GIVEN RECORDS:
┄┄┄┄┄┄┄┄┄┄┄┄┄┄┄┄┄┄┄┄

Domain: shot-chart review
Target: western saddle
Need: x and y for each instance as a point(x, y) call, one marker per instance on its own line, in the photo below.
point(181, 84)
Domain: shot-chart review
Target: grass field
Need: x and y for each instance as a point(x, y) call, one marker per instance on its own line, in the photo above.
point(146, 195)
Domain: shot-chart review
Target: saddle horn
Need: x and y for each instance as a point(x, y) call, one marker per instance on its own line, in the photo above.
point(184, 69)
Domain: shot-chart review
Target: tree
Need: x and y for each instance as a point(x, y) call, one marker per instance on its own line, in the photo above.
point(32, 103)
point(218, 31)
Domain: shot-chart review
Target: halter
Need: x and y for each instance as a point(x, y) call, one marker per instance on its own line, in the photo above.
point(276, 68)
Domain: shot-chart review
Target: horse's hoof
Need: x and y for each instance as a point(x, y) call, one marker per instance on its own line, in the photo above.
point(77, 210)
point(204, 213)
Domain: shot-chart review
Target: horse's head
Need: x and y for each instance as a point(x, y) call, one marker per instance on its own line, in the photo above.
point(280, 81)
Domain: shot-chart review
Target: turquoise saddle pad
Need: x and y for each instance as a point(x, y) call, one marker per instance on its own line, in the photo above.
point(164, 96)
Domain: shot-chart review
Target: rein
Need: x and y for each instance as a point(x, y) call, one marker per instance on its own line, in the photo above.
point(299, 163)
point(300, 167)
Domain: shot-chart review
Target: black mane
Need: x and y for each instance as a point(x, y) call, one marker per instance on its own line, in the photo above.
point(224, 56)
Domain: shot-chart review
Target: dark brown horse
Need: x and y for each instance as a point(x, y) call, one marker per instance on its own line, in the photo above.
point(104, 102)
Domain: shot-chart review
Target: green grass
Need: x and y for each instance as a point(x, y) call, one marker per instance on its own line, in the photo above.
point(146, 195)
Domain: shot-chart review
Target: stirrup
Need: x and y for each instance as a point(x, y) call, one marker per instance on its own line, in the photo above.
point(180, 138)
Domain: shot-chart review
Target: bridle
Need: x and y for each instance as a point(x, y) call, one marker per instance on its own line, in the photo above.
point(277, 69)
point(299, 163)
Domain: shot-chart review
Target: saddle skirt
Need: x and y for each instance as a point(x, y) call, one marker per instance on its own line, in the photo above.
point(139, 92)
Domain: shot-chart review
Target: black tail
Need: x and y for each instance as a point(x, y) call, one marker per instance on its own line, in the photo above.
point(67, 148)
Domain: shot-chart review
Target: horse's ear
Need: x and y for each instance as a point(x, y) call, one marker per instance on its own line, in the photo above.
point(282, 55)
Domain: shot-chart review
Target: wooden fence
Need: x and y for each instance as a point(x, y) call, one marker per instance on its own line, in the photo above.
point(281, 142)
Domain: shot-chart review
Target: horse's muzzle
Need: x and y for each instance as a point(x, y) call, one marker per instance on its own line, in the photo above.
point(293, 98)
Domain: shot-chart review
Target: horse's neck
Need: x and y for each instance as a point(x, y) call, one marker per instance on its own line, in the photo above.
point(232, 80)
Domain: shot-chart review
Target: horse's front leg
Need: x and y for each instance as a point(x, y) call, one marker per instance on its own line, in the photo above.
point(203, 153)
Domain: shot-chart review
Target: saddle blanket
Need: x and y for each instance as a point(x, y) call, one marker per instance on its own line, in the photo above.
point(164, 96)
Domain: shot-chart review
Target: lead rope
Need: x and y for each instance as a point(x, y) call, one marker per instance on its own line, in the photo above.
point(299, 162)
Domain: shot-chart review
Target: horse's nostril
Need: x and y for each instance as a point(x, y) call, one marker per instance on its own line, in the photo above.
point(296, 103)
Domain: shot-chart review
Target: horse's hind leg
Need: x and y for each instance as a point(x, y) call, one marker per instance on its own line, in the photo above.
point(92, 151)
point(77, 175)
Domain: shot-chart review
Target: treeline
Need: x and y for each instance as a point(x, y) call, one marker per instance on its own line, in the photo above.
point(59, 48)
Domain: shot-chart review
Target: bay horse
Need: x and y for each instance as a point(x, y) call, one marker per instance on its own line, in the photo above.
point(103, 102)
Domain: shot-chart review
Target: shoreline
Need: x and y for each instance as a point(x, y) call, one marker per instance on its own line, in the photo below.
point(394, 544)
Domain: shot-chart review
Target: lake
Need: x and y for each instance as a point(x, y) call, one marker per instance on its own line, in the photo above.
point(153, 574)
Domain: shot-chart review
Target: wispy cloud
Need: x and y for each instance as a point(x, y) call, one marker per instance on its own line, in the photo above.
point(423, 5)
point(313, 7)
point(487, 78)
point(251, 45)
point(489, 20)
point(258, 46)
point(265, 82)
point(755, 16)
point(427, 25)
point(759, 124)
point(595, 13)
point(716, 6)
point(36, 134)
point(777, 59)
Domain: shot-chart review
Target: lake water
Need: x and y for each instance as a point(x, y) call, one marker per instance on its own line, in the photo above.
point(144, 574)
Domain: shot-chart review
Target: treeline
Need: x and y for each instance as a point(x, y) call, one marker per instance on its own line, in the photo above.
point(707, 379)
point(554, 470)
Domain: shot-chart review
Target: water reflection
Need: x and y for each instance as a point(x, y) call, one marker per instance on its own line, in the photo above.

┄┄┄┄┄┄┄┄┄┄┄┄┄┄┄┄┄┄┄┄

Retype the lines word for word, starting at the very first one and going up to and including the line with "point(180, 138)".

Domain: shot-chart review
Target: western saddle
Need: x and y for each instance as a point(x, y) call, one marker per instance on its own line, in the photo below.
point(181, 84)
Domain: shot-chart review
Target: grass field
Need: x and y for each instance as a point(x, y) call, one marker per instance on its own line, in the photo above.
point(146, 195)
Domain: shot-chart review
Target: saddle horn
Need: x and y for each instance as a point(x, y) call, one marker per instance on its own line, in the photo above.
point(184, 69)
Domain: shot-chart review
Target: tree
Need: x and y for each instance as a point(x, y) call, one marker per instance on its own line, in the photo above.
point(32, 103)
point(218, 31)
Domain: shot-chart review
Target: halter
Need: x and y for each instance as a point(x, y) call, one marker per instance on its own line, in the photo above.
point(276, 68)
Domain: shot-chart review
Target: horse's hoof
Need: x and y for each instance as a point(x, y) call, one marker per instance on its own line, in the photo above.
point(77, 210)
point(204, 213)
Domain: shot-chart review
Target: horse's head
Need: x and y for each instance as a point(x, y) call, one marker per instance on its own line, in the photo above.
point(280, 81)
Domain: shot-chart review
Target: turquoise saddle pad
Need: x and y for each instance as a point(x, y) call, one marker per instance on its own line, in the photo above.
point(164, 96)
Domain: shot-chart review
Target: rein
Need: x and y for each instance as a point(x, y) call, one marker per instance on its own line, in the photo above.
point(299, 163)
point(300, 167)
Domain: shot-chart review
Target: black mane
Need: x and y for each instance as a point(x, y) call, one marker per instance on its own line, in the photo above.
point(224, 56)
Domain: shot-chart review
Target: dark brown horse
Need: x and y for each instance as a point(x, y) call, one marker per instance on its own line, in the photo above.
point(104, 102)
Domain: shot-chart review
Target: green grass
Need: x and y for each instance as a point(x, y) call, one marker per instance on its own line, in the photo above.
point(146, 195)
Domain: shot-chart review
Target: stirrup
Need: x and y for each instance as a point(x, y) call, one marker per instance on its own line, in the photo above.
point(180, 138)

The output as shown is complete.